• **PROBLEMS TO WORK ON**:
(a) In the forum thread about the book "Descent of Angels," what reason does the reply give for Luther firing upon the Lion?
(b) Write what follows in the forum thread about the book "Descent of Angels," picking up after its final post header.

• **GIVEN PASSAGE**:
-=-=-
# Questions on "Descent of Angels" book



## Bishop120 (Nov 7, 2007)

WARNING SPOILERS AHEAD....























My question is what the heck did the Lion have against Zahariel??? The only thing I can think of is that he knew about what happend on the flight deck and was dissappointed that Zahariel didnt tell him... but how did he know and why did it piss him off????:scratchhead: Insanely stumped...


----------



## ArcAngels (Sep 19, 2007)

EL'johnson was paranoid from having lived in the forest for so long, the more he studied liturature, the more he learned about the imperium and about the galaxy and chaos the more he thought it threatened the existance of caliban and the other dark angels who were from caliban. after the lion sent zahariel and the rest back to caliban he did it to ensuree that everything that was the order was maintained. the lion dint trust the terran dark angels so to keep his eye on them at all time he led them into battle and during the crusade he commanded mostly dark angels from earth. When the lion was fired apon by luther it was because luther dint know if the lion had sided with chaos or the imperium, luther though the lion was bad, and he thought that because of what hapened on the ship wit hthe bomb. The lion wanted luther to keep the idea of caliban alive, but luther saw it as leaving him behind, and that if the lion could let go of his closest brother then there was no doubt he could let go of his father. now this is mostly specualtion nothing is written as fact but i hope it helps, the lion had nothing agaisnt zahariel or anyone, he was just paranoid, really badly, thats whats happens when you grow up in th woods like that


----------



## Bishop120 (Nov 7, 2007)
-=-=-
• **DATA ENTRIES**:
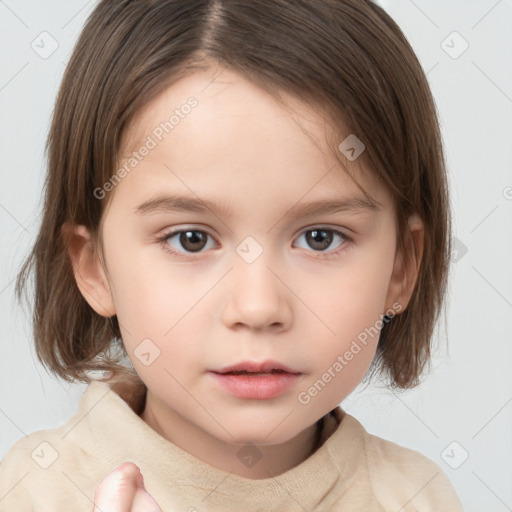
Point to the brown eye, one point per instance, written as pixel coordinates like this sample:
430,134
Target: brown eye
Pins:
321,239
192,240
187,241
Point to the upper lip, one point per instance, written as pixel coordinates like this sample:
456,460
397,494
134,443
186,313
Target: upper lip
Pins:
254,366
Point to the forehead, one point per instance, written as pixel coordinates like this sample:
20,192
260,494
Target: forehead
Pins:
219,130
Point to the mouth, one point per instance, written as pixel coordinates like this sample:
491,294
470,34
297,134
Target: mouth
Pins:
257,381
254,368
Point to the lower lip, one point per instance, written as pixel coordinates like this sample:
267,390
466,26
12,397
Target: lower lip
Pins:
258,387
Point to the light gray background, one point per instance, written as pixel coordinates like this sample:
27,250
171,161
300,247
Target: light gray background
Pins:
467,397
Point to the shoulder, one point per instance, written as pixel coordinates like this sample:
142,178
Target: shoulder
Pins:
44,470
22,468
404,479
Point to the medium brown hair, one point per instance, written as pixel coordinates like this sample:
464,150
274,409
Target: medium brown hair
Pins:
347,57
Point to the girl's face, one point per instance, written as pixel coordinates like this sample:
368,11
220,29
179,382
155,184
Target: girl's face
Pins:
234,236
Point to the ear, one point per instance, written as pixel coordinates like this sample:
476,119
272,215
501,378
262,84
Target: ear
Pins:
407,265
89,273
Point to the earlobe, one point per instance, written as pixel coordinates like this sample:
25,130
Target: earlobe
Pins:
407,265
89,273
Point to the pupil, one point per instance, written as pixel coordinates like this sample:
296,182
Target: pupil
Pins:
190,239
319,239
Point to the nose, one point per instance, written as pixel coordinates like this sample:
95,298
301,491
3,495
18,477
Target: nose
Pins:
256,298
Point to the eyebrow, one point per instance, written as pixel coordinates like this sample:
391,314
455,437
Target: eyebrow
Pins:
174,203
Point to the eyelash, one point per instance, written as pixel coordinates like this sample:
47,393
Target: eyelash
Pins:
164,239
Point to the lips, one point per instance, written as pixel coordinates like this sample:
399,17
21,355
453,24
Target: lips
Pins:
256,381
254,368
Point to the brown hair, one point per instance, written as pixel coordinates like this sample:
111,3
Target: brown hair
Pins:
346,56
-=-=-
• **ANSWERS**:
(a) Luther did not know whether the Lion had sided with Chaos or with the Imperium.

(b)
Not to be mean ArcAngels but thats not anything close to what came out of the end of the book..


----------



## craigus (Oct 4, 2007)

I think that the book as whole focus's too much on pre heresy and not on the great crusade or heresy so for me it was a big let down


----------



## Someguy (Nov 19, 2007)

To me it seemed like the first part of a two parter. Stuff happened a lot but there was very little explanation of what that stuff was.


----------



## Bishop120 (Nov 7, 2007)

Yeah it did seem very much a two parter but I was just very confused at why El'Johnson came off as angry at Zahariel at the end and switched from favoring Zahariel to favoring Nemiel.

One moment he is his brother of sorts the next hes giving him dirty looks and putting Nemiel in his place in his command squad.

El'Johnson would have to know what happend on the flight deck but the question is how did he find out and why did he take it out on Zahariel rather then asking/confronting him about it. If he did know what happend then he should well have known that sending Luthor back to Calidan was going to piss him off even more. If he didnt then why the poor treatment of Zahariel..

One other option that I can think of is that El'Johnson felt betrayed by Zahariel as he either hates psychers as ArcAngels was saying before OR that Zahariel was able to use psychic powers to defeat the Calabanite Lion and that betrayed that special brotherhood they had. What do yall think???


----------



## Words_of_Truth (Sep 20, 2007)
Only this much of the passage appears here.